### 本文
● ● ●

/// 虚空蔵法輪寺と重陽の節会  ///  (02/08/24)

紅葉の時、ちょっと綺麗な山門
 船下りで有名な保津川、渡月橋付近は
大堰(おおい)川、渡月橋より下流は
桂川と云うことが多いです。
嵐山はその大堰川左岸より対岸に見渡せ
る山並みです。そして渡る渡月橋より
山腹に見える塔堂が虚空蔵法輪寺です。
今昔物語、枕草子、平家物語などにも
登場し、地元では十三まいり、針供養、
漆祖神にまつわるお寺として知られます。

その法輪寺の歴史を遡ると、古墳時代、
三光明星尊を祀った「葛野井宮」
(かずのいぐう)にまで行き着きます。
この地は渡来人の秦氏一族が住んでいた
所と云われ、秦氏と云えば木島坐天照
御魂神社(このしまにますあまてるみ
むすびのやしろ)の三つ鳥居、通称三角
鳥居で知られますが、土木灌漑、養蚕、
酒造などをもたらしたことでも知られ
ます。舌を噛みそうなこの神社の通称は
「蚕の社」(かいこのやしろ)。普通の
鳥居は二面に対しますが、三角鳥居は
三面に対します。裏と表の感覚しかない
日本人には面食らう三角鳥居です。
現在の堂宇は明治、大正時代の再建
その時代、南部には高麗(こま)氏、
北部には賀茂氏、東部には八坂の造
(みやっこ)の一族が住み着き、いわば
京都の先住人達です。

奈良時代に移ると、産業、技術の進んだ
この地に元明天皇の勅願により、五穀
豊穣、産業の興隆を祈願する葛井寺
(かづのいでら)が建立され、この
葛井寺が今に伝わる法輪寺と云うことに
なります。なお、応仁の乱による戦災を
被り、後陽成天皇により再建されるも
幕末の蛤御門の変で再び灰燼に帰し、
今の堂宇は明治、大正時代に再建された
ものです。
狛犬ならぬ、狛虎??
虚空蔵法輪寺と云われるように、ご本尊
は虚空蔵菩薩。これは弘法大師の高弟で
あった、道昌(どうしょう)僧正が大師
から「虚空蔵菩薩の霊験ある相応の地は
嵯峨葛井寺である」との教えにより、
修行の中で葛井の中に姿を表した虚空蔵
菩薩を彫りあげ祀ったのが、そのいわれ
です。奥州柳井津、伊勢朝熊と共に日本
三大虚空蔵と云われます。
虚空蔵菩薩は知恵と慈悲を司り、
鳥獣虫魚あるいは諸天善神に身を変じて
利を授け、日、月、星、そして自然界の
あらゆる森羅万象を宝蔵に納めている
そうです。

こちらは狛牛??
このいわれから、その知恵、森羅万象を
授かろうと、十三まいりで知られ、
また美術工芸、酒造、漆器などの商工
業者からの信仰も篤い法輪寺です。

● ● ●

### やること
次の1.～3.が本文の内容と合っているかを「はい」か「いいえ」で答え、判断の決め手となる本文の語句を正確に引用する。
1. 法輪寺の本尊は虚空蔵菩薩である。
2. 葛井寺は後陽成天皇の勅願により建立された。
3. 渡月橋より下流は大堰川と呼ばれることが多い。
この資料はここでは使わない。

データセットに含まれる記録
● ● ●

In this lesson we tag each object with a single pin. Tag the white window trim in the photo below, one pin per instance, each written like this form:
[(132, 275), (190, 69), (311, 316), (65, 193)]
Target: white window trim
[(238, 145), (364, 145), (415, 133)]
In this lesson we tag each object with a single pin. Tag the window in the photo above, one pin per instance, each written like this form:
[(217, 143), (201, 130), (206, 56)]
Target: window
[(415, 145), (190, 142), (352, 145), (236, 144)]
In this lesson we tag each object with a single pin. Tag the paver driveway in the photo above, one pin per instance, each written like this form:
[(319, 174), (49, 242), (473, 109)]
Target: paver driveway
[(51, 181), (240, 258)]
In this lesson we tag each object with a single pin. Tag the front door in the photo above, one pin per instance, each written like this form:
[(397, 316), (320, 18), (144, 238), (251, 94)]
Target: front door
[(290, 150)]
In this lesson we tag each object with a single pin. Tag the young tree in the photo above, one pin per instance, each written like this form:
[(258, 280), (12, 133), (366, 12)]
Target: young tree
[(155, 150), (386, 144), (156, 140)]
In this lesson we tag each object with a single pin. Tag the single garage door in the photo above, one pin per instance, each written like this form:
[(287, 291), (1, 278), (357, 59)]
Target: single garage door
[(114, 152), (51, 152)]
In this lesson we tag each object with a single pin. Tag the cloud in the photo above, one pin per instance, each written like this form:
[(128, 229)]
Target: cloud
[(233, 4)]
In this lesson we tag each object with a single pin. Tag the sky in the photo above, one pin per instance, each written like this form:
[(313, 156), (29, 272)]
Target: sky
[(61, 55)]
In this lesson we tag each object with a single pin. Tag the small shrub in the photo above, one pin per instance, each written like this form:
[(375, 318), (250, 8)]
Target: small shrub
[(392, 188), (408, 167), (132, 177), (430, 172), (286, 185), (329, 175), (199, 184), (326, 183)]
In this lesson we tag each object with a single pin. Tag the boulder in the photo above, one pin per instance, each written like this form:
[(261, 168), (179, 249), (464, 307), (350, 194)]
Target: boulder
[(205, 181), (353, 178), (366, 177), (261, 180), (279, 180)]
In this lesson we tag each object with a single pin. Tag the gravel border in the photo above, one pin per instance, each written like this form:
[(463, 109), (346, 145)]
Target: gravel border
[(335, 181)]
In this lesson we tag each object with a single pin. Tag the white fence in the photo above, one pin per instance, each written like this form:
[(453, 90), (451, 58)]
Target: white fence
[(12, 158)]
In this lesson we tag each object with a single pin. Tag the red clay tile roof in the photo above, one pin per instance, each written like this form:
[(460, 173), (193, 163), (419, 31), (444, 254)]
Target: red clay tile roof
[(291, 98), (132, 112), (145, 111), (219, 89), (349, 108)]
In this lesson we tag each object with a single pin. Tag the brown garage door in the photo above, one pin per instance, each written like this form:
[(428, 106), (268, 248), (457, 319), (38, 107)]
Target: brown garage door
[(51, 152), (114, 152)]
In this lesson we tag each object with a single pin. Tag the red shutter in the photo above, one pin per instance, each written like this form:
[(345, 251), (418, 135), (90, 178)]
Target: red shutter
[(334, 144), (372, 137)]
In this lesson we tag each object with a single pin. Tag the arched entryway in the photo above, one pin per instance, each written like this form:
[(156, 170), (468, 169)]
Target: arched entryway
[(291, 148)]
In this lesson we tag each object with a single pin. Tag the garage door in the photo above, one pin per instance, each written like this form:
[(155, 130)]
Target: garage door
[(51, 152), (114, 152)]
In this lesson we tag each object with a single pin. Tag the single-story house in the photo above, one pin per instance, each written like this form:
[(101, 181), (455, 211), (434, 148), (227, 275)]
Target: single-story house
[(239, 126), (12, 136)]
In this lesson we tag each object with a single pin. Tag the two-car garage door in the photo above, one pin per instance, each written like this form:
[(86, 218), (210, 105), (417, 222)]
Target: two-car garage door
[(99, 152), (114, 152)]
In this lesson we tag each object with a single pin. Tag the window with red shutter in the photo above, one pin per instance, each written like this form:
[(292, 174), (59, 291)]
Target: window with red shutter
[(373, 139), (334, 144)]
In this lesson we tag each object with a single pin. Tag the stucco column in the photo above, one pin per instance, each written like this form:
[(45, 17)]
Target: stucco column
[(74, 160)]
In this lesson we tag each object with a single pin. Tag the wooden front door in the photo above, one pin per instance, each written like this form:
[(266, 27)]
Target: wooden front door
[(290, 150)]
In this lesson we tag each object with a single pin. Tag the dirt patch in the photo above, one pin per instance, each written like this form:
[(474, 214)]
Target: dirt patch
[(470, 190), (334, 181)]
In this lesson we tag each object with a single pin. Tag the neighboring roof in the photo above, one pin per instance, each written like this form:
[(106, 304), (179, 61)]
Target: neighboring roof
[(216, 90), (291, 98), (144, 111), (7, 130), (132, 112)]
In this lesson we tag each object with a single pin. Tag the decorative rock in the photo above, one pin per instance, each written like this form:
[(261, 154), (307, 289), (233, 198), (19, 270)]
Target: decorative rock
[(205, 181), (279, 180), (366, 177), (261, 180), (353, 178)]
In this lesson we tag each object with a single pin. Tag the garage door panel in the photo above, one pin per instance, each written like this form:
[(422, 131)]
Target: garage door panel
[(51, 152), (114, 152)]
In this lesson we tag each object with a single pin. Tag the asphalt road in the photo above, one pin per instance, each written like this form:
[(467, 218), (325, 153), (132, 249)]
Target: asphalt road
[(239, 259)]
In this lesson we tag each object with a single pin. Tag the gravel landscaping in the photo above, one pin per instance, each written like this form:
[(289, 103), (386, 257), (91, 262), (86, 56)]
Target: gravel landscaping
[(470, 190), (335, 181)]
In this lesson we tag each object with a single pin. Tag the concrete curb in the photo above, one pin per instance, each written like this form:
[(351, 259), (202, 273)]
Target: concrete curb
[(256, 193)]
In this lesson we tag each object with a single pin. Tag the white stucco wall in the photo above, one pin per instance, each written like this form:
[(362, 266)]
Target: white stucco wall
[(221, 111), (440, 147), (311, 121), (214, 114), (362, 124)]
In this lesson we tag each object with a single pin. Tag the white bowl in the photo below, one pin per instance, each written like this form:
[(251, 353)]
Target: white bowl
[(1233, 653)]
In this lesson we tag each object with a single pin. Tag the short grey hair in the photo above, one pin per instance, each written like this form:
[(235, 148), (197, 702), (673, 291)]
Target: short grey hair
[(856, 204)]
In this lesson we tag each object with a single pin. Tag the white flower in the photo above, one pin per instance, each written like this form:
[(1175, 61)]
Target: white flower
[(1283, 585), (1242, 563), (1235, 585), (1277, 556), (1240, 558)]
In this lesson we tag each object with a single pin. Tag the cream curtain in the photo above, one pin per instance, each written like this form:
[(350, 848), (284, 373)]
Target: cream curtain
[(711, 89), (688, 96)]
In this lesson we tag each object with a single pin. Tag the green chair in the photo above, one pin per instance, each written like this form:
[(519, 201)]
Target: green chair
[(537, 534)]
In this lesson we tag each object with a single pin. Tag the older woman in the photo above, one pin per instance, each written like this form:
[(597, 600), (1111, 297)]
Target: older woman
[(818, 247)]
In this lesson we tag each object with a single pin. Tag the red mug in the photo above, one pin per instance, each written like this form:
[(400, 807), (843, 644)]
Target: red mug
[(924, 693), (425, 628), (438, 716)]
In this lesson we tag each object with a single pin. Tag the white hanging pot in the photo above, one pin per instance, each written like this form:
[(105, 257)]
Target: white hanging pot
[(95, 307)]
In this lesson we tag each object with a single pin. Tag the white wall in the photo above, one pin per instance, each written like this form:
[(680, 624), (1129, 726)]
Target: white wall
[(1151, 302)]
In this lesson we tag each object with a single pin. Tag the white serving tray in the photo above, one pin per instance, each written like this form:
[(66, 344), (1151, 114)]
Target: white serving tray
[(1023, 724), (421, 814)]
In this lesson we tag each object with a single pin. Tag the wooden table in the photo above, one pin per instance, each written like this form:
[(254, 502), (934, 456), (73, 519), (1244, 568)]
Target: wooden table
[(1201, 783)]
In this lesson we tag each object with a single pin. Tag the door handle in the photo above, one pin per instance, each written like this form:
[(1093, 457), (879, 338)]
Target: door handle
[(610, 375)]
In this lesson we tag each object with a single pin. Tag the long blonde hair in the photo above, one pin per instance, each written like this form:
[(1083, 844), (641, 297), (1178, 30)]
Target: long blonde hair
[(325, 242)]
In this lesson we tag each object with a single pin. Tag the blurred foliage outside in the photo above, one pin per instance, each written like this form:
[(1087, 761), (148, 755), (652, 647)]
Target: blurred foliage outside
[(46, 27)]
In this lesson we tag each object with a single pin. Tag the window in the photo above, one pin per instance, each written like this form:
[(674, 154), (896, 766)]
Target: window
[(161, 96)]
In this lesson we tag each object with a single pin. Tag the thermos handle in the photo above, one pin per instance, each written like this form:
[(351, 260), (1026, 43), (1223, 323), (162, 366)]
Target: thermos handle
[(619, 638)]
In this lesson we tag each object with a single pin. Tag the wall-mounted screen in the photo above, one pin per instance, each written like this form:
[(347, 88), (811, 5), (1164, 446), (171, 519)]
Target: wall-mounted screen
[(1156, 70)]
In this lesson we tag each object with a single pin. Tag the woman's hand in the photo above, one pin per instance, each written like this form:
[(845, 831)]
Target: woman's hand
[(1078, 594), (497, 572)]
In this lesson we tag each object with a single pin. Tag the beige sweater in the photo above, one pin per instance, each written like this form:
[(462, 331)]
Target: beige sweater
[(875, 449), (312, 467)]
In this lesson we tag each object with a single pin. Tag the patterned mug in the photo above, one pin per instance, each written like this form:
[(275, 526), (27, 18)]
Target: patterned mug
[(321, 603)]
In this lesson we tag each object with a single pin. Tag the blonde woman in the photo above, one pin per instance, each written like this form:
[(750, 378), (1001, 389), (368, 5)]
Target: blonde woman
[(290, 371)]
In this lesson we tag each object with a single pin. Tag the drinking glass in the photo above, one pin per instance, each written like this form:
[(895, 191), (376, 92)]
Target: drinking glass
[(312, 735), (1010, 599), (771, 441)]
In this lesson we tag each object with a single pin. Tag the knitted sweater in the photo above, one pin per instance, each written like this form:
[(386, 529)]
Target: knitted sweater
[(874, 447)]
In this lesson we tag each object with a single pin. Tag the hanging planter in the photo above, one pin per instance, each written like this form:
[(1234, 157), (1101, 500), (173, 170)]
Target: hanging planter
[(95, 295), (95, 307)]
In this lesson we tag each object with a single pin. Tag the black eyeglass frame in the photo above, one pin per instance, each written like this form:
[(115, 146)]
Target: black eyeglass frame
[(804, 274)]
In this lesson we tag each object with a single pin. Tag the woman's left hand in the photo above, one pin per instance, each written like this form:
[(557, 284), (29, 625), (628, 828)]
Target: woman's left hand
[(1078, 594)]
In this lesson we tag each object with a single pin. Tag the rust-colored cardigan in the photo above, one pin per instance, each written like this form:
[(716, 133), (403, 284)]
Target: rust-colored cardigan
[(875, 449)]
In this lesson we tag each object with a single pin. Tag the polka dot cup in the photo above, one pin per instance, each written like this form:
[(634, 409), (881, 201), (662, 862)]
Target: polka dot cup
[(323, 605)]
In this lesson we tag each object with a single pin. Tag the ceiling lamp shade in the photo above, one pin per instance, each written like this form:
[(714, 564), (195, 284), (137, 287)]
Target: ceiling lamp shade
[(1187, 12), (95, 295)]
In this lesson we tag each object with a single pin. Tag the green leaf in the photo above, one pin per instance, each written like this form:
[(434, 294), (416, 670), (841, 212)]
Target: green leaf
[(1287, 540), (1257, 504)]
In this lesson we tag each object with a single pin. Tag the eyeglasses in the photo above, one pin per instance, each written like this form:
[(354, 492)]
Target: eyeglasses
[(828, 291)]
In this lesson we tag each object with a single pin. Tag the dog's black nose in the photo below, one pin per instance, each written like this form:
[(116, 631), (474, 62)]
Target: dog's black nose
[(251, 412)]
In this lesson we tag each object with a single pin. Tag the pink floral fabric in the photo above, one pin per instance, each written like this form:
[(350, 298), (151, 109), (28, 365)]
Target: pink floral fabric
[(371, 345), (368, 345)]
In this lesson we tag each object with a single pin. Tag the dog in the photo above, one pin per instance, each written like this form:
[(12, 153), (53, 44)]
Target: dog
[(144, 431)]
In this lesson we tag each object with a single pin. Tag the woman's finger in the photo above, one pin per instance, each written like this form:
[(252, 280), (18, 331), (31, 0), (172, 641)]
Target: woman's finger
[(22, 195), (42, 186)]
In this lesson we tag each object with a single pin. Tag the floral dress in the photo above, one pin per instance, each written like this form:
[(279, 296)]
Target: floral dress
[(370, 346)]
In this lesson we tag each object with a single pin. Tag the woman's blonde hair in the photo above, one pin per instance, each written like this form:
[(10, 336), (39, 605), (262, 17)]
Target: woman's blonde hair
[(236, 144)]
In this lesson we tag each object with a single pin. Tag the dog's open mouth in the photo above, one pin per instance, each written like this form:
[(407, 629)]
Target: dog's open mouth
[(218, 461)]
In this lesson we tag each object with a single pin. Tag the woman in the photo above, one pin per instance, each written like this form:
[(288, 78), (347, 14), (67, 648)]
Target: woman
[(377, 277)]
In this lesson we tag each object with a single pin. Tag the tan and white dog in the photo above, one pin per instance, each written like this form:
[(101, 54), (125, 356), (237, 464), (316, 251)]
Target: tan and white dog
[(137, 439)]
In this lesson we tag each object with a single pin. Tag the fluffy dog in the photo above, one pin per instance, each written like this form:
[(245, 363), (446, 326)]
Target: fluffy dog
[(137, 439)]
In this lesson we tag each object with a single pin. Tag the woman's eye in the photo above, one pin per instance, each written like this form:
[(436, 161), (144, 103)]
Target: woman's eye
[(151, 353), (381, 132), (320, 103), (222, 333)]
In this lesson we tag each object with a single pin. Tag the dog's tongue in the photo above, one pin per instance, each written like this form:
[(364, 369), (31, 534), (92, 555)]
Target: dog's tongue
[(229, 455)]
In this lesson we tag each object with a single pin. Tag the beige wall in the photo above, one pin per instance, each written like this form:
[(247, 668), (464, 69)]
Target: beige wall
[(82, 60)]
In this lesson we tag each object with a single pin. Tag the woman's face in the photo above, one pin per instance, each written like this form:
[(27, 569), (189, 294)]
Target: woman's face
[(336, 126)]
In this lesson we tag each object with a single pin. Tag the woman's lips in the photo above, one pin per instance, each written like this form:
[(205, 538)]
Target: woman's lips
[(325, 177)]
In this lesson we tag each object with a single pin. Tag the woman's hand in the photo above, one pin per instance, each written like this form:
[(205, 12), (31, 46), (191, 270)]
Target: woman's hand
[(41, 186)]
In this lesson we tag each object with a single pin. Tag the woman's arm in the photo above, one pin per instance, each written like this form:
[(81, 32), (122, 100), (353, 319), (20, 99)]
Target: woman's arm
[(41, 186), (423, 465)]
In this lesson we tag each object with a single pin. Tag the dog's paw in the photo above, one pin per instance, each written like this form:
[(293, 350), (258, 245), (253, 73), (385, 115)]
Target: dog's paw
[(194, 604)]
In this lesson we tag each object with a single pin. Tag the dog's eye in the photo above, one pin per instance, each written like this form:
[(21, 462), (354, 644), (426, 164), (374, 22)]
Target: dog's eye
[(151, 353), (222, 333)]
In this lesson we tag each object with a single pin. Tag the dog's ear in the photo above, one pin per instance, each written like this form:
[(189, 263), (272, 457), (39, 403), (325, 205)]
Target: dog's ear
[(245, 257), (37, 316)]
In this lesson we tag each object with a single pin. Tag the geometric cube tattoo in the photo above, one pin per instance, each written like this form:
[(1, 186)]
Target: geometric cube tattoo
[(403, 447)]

● ● ●

### 回答
1. はい:「虚空蔵法輪寺と云われるように、ご本尊は虚空蔵菩薩。」
2. いいえ:「元明天皇の勅願により、五穀豊穣、産業の興隆を祈願する葛井寺(かづのいでら)が建立され」
3. いいえ:「渡月橋より下流は桂川と云うことが多いです。」